■ **Your goal**
Of the lines below, write out exactly those from the line with "Task: point at the woman's" through the line with "Task: point at the handbag", both included, and skip the rest.

(Point-per-instance localization data)
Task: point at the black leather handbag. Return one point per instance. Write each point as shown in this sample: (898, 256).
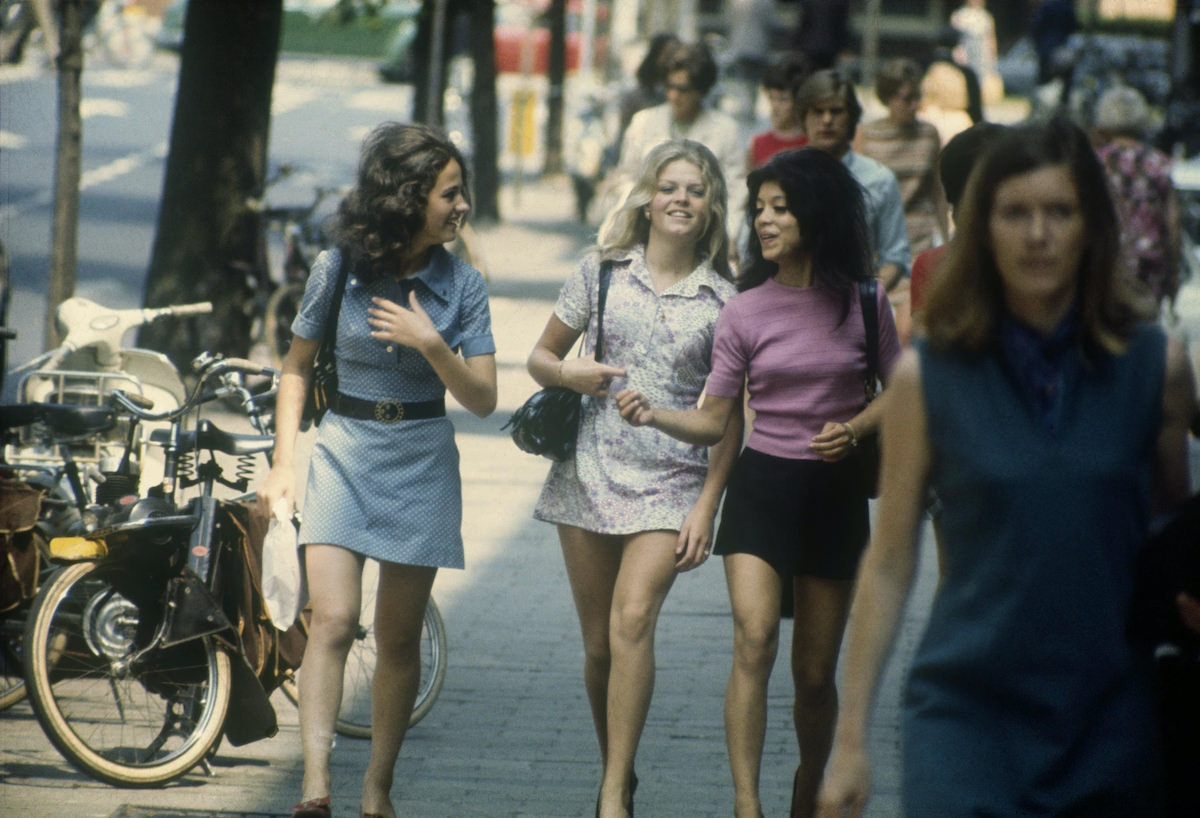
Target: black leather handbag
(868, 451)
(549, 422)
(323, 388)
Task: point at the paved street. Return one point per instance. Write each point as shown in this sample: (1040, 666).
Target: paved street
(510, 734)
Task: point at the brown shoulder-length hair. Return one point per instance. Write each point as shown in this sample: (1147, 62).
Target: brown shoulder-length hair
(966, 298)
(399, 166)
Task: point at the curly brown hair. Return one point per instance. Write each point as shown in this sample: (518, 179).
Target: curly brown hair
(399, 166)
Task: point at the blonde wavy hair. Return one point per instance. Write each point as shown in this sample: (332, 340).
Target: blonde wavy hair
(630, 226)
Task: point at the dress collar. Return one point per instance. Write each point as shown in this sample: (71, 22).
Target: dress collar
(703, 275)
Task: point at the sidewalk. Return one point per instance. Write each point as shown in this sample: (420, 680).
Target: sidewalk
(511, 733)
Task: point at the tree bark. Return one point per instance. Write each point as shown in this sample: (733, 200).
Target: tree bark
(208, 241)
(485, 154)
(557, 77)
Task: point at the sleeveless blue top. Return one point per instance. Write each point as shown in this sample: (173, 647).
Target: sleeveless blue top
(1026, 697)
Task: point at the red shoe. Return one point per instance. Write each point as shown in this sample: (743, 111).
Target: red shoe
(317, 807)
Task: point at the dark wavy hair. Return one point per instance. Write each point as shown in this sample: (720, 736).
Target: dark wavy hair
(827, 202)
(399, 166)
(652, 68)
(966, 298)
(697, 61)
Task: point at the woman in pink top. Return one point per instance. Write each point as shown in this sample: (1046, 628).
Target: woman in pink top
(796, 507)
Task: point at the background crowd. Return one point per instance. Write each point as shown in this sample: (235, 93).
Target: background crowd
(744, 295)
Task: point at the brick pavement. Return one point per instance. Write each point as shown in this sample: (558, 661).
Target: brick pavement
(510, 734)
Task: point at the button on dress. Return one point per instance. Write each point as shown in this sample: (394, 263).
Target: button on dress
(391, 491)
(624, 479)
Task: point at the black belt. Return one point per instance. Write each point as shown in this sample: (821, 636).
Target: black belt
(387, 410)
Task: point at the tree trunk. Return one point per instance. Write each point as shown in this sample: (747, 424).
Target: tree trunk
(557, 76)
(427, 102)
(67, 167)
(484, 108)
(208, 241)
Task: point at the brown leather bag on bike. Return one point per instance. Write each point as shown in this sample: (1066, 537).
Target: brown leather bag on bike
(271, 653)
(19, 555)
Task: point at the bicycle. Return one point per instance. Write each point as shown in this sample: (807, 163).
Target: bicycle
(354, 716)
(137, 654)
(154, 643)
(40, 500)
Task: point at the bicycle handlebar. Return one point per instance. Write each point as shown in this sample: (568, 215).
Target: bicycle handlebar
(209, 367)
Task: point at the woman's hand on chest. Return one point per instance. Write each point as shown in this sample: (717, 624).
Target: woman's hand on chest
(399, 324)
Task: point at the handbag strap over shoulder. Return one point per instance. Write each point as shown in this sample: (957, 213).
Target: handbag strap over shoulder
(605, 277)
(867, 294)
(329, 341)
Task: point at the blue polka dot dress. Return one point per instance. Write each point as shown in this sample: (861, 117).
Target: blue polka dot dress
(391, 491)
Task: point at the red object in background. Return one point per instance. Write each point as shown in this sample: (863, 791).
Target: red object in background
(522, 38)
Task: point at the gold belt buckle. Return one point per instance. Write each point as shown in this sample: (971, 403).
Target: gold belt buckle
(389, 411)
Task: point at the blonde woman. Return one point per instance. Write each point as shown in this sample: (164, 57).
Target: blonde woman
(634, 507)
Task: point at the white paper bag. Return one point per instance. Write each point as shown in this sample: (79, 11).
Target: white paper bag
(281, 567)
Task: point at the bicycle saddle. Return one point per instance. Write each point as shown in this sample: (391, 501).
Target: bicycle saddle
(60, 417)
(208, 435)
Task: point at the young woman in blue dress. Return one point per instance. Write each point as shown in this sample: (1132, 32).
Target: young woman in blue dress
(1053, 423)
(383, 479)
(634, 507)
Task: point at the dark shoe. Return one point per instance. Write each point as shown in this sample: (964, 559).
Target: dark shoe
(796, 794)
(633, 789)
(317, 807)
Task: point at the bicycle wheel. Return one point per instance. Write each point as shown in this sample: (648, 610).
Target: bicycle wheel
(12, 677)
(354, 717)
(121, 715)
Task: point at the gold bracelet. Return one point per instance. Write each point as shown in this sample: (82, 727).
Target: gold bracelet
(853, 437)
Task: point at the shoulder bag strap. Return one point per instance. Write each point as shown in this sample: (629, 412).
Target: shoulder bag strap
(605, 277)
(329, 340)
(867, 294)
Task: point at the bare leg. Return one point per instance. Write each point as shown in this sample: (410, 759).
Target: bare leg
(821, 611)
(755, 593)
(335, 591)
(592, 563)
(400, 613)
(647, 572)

■ **Answer box**
Task: point at the woman's hand on chest. Return one point per instance. Write each point as shown in this sample: (717, 624).
Target: woman's hand on chest
(399, 324)
Task: point at the handbag strap over shoulder. Return one point per instance. Write each point as shown in this sample: (957, 213).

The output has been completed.